Data for the task:

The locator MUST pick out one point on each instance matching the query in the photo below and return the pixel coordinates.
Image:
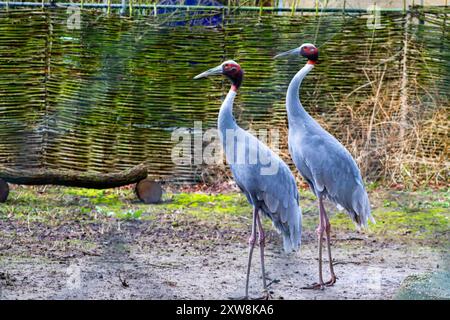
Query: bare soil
(154, 260)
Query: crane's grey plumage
(325, 164)
(266, 181)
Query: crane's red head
(307, 50)
(310, 52)
(231, 69)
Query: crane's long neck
(294, 107)
(226, 120)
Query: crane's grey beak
(295, 51)
(211, 72)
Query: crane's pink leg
(251, 244)
(333, 278)
(261, 240)
(324, 225)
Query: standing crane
(324, 162)
(266, 180)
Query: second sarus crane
(323, 161)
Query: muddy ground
(92, 257)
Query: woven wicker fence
(107, 95)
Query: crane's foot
(315, 286)
(265, 296)
(239, 298)
(332, 281)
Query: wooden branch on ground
(74, 178)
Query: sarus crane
(266, 180)
(325, 164)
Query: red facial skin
(234, 73)
(311, 53)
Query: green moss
(419, 215)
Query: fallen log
(148, 191)
(74, 178)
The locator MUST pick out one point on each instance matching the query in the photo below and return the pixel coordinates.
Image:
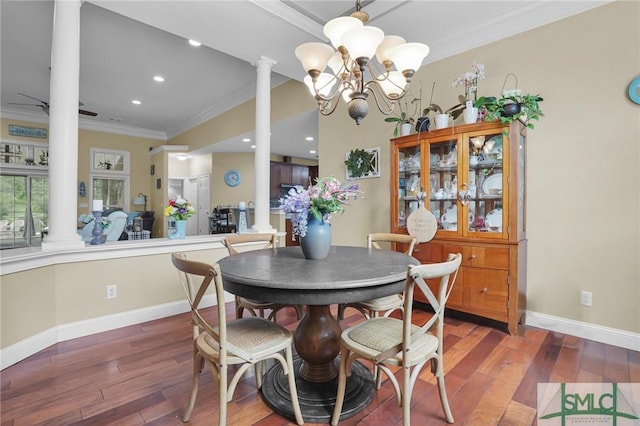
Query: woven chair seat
(380, 334)
(254, 335)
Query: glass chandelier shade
(356, 45)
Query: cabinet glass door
(486, 180)
(409, 182)
(443, 183)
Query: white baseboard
(585, 330)
(34, 344)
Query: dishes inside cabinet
(494, 219)
(493, 184)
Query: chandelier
(355, 45)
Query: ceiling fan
(44, 106)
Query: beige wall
(583, 205)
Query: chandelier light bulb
(324, 84)
(392, 84)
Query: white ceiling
(125, 43)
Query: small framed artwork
(362, 163)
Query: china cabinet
(472, 178)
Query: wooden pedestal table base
(317, 341)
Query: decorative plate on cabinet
(493, 184)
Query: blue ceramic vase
(317, 243)
(178, 232)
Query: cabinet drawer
(481, 257)
(486, 291)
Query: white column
(63, 127)
(263, 145)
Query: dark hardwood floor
(141, 375)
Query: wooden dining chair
(256, 307)
(391, 342)
(387, 304)
(244, 342)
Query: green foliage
(529, 108)
(359, 162)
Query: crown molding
(85, 124)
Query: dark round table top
(283, 275)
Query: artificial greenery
(495, 108)
(404, 116)
(359, 162)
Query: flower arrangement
(88, 218)
(179, 209)
(325, 197)
(470, 80)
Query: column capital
(265, 61)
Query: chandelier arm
(388, 107)
(375, 83)
(322, 104)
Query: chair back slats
(187, 270)
(416, 277)
(374, 240)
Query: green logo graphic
(587, 403)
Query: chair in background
(391, 342)
(244, 342)
(372, 308)
(225, 222)
(256, 307)
(118, 221)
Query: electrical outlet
(112, 291)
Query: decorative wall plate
(232, 177)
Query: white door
(191, 194)
(204, 204)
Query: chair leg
(292, 386)
(406, 396)
(222, 414)
(342, 385)
(197, 368)
(443, 393)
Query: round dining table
(284, 275)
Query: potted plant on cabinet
(510, 107)
(404, 121)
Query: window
(110, 178)
(24, 210)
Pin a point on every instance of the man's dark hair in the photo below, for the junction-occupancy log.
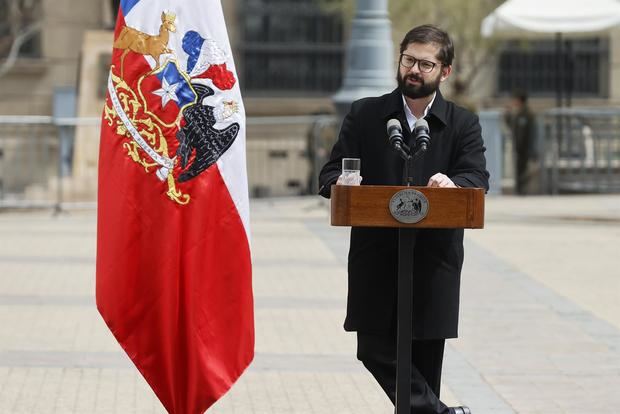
(431, 34)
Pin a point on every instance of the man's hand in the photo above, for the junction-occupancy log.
(441, 180)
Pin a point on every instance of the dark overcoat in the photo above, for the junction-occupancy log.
(456, 150)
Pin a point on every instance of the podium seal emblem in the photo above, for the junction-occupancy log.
(409, 206)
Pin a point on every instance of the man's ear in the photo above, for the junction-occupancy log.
(445, 72)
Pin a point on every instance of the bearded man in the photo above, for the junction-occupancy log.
(455, 158)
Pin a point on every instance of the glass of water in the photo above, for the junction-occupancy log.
(351, 168)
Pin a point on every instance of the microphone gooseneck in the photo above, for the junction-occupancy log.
(395, 138)
(422, 136)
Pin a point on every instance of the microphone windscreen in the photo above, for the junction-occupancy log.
(394, 123)
(421, 123)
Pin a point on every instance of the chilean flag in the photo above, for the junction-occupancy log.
(173, 238)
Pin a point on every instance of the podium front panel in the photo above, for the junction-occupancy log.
(369, 206)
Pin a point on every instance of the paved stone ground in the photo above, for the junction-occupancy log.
(540, 323)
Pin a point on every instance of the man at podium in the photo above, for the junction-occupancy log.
(454, 158)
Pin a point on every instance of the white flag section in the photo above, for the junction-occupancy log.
(174, 271)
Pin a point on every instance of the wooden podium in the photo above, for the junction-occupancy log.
(406, 208)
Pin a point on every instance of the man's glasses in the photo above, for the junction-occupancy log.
(425, 66)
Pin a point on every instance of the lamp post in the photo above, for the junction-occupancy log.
(370, 56)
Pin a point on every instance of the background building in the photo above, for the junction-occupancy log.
(290, 60)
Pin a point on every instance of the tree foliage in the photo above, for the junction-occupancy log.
(20, 20)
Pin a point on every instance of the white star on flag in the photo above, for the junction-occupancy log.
(167, 92)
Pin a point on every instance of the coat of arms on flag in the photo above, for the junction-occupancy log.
(152, 103)
(173, 254)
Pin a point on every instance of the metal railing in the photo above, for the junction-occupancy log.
(580, 150)
(48, 162)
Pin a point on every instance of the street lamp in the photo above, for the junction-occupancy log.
(370, 57)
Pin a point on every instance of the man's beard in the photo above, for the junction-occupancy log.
(422, 90)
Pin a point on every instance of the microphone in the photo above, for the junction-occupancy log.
(395, 138)
(422, 137)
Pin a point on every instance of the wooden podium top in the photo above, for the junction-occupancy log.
(368, 206)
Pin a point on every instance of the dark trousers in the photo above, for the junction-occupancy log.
(378, 353)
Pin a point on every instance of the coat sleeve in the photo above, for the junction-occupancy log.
(347, 146)
(469, 164)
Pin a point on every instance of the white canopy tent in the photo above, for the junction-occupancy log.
(537, 18)
(553, 18)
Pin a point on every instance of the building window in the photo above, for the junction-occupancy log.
(17, 24)
(290, 46)
(532, 66)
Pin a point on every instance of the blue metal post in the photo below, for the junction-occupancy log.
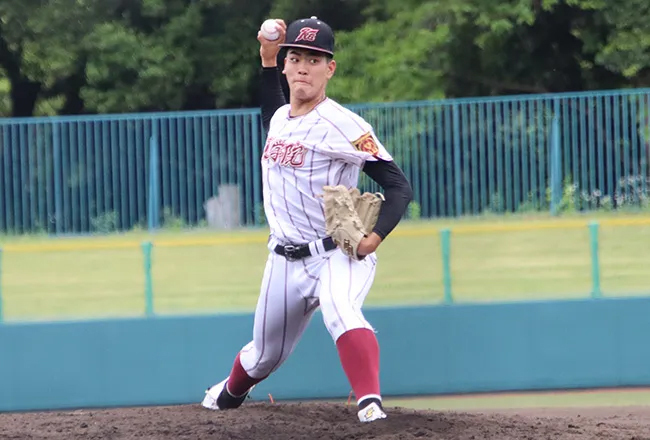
(153, 215)
(58, 195)
(458, 170)
(556, 160)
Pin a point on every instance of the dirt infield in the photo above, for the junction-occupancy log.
(294, 421)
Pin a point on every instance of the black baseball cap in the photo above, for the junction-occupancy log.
(310, 33)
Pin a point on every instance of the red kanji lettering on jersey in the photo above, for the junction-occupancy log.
(307, 34)
(367, 144)
(286, 155)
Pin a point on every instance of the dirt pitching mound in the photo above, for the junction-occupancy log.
(294, 421)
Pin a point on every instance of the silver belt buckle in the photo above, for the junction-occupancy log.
(288, 252)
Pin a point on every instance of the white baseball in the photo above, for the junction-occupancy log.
(270, 30)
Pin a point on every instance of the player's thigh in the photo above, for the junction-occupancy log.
(345, 283)
(281, 315)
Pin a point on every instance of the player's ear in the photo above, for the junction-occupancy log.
(331, 68)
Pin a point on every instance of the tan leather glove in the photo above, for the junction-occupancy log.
(350, 216)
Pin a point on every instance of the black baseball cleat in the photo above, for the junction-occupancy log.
(217, 397)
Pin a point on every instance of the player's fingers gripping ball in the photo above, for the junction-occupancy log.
(342, 220)
(270, 30)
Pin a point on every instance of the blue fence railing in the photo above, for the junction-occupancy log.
(579, 151)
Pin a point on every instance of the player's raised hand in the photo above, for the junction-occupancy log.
(269, 49)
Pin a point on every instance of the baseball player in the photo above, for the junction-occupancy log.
(313, 143)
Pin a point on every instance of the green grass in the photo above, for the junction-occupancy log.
(526, 258)
(563, 399)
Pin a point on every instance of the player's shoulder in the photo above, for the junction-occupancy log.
(351, 124)
(280, 114)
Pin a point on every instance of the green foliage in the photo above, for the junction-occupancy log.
(97, 56)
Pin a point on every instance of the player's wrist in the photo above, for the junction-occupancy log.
(267, 62)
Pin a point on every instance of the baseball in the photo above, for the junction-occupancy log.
(270, 30)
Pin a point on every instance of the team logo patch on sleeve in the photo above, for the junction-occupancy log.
(366, 144)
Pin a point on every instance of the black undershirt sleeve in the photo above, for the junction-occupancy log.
(272, 97)
(397, 191)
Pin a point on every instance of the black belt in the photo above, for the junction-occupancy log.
(297, 252)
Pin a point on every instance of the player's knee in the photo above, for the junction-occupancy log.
(261, 363)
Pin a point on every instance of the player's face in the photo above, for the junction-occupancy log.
(307, 73)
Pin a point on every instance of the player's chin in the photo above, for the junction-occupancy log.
(303, 93)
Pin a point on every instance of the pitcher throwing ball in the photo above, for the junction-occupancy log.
(323, 232)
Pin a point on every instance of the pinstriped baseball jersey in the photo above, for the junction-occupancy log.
(327, 146)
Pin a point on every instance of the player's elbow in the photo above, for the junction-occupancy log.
(407, 191)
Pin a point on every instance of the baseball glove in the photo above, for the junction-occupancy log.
(350, 216)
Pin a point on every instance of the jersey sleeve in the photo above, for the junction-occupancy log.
(352, 139)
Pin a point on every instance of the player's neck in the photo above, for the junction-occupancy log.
(300, 108)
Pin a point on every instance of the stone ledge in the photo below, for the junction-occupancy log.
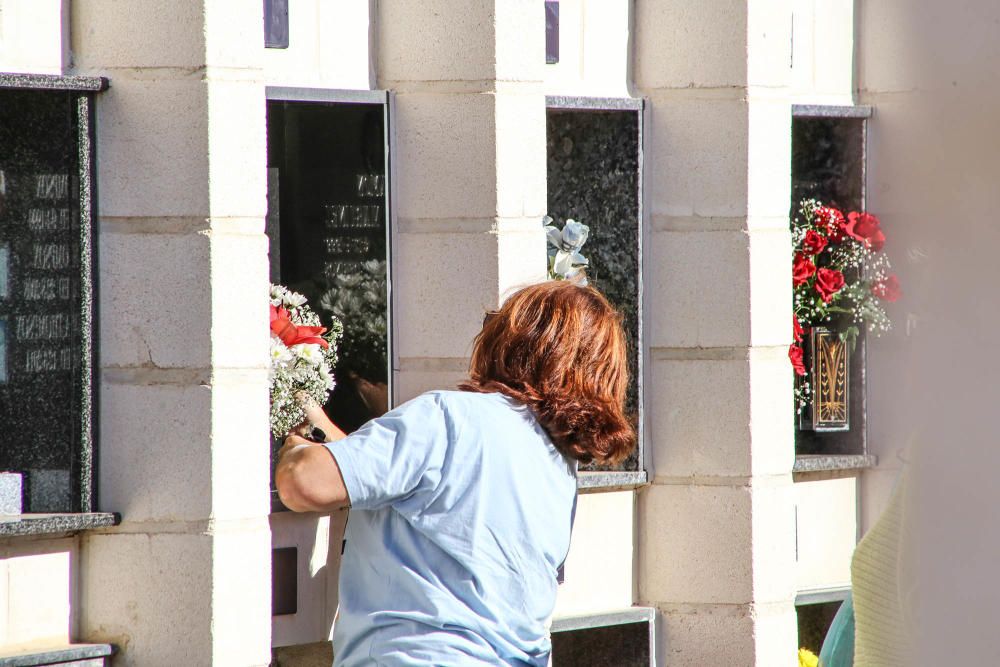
(83, 655)
(604, 619)
(610, 480)
(822, 462)
(40, 524)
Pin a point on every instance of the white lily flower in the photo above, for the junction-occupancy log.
(294, 299)
(565, 258)
(280, 355)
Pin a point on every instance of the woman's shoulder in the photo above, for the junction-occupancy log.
(456, 399)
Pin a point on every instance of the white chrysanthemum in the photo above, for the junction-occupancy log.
(281, 356)
(309, 353)
(294, 299)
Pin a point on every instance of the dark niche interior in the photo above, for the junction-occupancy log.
(329, 237)
(593, 178)
(43, 417)
(624, 645)
(828, 162)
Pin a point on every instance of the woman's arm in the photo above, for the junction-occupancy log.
(308, 477)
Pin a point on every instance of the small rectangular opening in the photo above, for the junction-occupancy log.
(284, 581)
(814, 622)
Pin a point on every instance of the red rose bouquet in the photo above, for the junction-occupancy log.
(840, 279)
(303, 355)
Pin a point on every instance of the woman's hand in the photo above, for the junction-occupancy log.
(316, 417)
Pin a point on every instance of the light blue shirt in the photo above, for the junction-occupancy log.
(461, 514)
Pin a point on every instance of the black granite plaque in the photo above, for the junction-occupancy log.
(329, 223)
(593, 177)
(44, 295)
(828, 163)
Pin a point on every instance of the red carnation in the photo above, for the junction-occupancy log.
(802, 269)
(795, 356)
(864, 227)
(888, 289)
(831, 221)
(828, 283)
(797, 330)
(813, 243)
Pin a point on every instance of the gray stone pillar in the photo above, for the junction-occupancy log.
(183, 338)
(469, 168)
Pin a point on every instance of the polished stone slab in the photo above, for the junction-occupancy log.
(41, 524)
(75, 655)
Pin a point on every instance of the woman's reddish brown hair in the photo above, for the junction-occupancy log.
(560, 349)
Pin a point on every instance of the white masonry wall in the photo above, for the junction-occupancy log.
(594, 61)
(594, 56)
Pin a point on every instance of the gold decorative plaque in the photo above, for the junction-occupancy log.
(831, 381)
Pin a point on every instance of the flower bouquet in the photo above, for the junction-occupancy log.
(840, 280)
(303, 355)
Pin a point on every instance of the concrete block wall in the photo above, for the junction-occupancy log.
(594, 50)
(34, 36)
(38, 591)
(184, 436)
(822, 60)
(469, 171)
(329, 46)
(716, 527)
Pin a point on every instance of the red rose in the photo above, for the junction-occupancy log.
(864, 227)
(797, 330)
(828, 283)
(795, 356)
(831, 221)
(813, 243)
(802, 269)
(888, 289)
(285, 329)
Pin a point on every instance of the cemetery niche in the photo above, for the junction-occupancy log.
(46, 403)
(828, 164)
(594, 178)
(327, 224)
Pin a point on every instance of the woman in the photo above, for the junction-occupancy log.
(463, 500)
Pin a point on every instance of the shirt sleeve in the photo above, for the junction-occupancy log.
(394, 456)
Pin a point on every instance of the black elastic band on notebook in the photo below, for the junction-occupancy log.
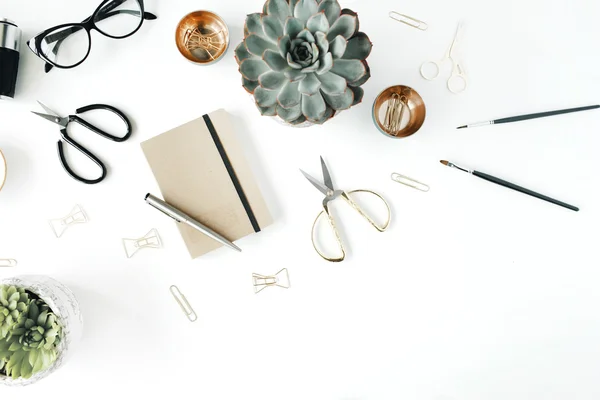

What the exercise asks:
Pick out every line in the rows above that contains the word "podium". Case matters, so a line counts only if the letters match in case.

Task answer:
Pin a point on every instance of the podium seal emblem in the photo above, for the junction-occupancy log.
Pin a point on every instance of the podium front panel in the photo above, for the junction-occupancy log.
Pin a point on every instance of the man at podium in the photo above, for the junction-occupancy log.
Pin a point on every instance of the wooden podium in the photo above, for the junction-occupancy log.
Pin a point on every instance of the wooden podium top in the photo above, for the junction-occupancy log.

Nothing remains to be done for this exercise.